[Opening MATERIAL PROVIDED section]
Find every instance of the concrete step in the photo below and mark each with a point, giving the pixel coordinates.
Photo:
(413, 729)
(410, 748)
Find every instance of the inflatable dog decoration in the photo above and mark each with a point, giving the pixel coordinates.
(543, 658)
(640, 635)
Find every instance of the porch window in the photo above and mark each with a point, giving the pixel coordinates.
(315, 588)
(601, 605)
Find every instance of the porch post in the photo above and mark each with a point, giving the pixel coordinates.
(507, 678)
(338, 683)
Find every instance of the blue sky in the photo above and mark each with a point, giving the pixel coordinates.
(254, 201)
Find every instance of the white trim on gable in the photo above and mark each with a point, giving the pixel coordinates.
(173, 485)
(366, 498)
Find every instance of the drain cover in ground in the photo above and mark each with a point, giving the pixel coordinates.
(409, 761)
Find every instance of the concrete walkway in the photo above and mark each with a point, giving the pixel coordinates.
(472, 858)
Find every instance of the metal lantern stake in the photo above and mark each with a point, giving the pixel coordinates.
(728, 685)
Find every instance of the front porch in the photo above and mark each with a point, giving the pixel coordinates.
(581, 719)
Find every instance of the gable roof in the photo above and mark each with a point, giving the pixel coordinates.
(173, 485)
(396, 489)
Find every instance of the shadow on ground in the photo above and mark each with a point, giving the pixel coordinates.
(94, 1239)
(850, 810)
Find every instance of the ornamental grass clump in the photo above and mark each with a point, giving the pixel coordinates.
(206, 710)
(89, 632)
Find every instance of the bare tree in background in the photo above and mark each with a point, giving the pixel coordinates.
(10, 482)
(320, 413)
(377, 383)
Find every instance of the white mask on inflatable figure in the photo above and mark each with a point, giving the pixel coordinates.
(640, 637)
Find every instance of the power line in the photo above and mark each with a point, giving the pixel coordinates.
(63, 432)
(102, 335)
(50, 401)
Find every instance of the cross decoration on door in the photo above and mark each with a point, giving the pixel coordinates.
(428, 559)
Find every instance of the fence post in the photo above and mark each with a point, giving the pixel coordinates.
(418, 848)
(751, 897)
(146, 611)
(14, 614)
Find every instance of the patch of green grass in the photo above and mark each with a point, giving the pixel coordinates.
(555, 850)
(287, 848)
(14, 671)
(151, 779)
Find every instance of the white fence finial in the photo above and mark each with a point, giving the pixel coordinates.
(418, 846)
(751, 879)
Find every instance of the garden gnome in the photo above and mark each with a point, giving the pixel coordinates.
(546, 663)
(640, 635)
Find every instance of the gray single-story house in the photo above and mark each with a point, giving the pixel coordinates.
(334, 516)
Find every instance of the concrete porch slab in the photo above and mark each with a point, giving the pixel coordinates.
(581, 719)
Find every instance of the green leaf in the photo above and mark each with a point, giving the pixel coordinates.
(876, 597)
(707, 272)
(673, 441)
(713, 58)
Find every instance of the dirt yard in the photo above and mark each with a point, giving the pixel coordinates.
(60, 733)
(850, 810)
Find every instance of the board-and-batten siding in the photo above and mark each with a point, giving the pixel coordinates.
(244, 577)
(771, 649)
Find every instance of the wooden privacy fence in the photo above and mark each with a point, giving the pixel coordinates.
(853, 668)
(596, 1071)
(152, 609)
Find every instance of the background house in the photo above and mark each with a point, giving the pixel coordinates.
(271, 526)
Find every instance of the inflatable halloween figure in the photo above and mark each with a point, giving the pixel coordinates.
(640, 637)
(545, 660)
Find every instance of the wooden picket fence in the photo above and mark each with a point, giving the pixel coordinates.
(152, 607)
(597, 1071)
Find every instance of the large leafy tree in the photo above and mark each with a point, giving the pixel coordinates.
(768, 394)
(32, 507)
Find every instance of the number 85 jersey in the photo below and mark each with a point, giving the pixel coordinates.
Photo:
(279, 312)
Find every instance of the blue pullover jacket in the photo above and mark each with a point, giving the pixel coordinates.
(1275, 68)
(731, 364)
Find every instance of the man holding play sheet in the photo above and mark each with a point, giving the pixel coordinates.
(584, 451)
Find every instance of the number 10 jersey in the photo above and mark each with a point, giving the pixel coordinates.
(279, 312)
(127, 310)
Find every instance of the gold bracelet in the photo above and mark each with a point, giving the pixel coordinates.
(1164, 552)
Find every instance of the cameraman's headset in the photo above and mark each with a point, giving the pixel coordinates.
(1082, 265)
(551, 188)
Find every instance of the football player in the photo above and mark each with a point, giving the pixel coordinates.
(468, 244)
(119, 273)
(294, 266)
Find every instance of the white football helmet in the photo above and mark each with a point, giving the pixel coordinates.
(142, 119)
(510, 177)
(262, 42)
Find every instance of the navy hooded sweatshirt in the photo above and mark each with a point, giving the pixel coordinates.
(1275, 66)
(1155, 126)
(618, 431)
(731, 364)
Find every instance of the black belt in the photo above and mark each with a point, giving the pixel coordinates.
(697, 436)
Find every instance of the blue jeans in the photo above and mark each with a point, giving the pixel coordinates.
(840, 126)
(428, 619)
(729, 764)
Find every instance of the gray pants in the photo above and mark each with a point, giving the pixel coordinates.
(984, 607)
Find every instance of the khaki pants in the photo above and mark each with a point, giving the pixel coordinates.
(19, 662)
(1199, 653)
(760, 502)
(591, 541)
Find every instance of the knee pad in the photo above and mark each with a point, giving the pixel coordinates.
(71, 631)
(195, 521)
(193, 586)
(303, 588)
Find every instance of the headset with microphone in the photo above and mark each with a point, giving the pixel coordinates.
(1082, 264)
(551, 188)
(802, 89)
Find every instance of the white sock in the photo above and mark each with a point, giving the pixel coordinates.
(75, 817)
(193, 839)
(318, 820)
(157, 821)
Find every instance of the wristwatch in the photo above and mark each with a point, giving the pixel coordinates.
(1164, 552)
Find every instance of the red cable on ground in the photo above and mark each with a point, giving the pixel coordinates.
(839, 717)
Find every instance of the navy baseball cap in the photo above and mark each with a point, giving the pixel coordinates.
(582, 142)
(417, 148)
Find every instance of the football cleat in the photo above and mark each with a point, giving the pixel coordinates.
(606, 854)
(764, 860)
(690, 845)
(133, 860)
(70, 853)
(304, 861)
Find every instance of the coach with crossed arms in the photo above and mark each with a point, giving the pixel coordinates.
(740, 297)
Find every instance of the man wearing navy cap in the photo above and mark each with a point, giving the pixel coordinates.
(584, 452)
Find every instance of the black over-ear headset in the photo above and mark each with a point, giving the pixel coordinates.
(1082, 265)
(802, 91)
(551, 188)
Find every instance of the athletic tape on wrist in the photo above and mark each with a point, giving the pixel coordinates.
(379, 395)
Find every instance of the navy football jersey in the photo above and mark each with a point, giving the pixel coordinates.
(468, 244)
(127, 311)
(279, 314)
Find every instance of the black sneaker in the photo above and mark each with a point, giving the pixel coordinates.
[Closing MATERIAL PROVIDED section]
All that is wanted is an exact copy of the lines above from the one with "Find every instance of the large" through the one with "Find every instance of the number 85", with both ends included.

Find every instance of the large leafy tree in the photo above and mark each with a point, giving the pixel coordinates.
(768, 394)
(32, 507)
Find every instance of the number 85 jersey in the photo below and mark each with a point, giving the pixel coordinates.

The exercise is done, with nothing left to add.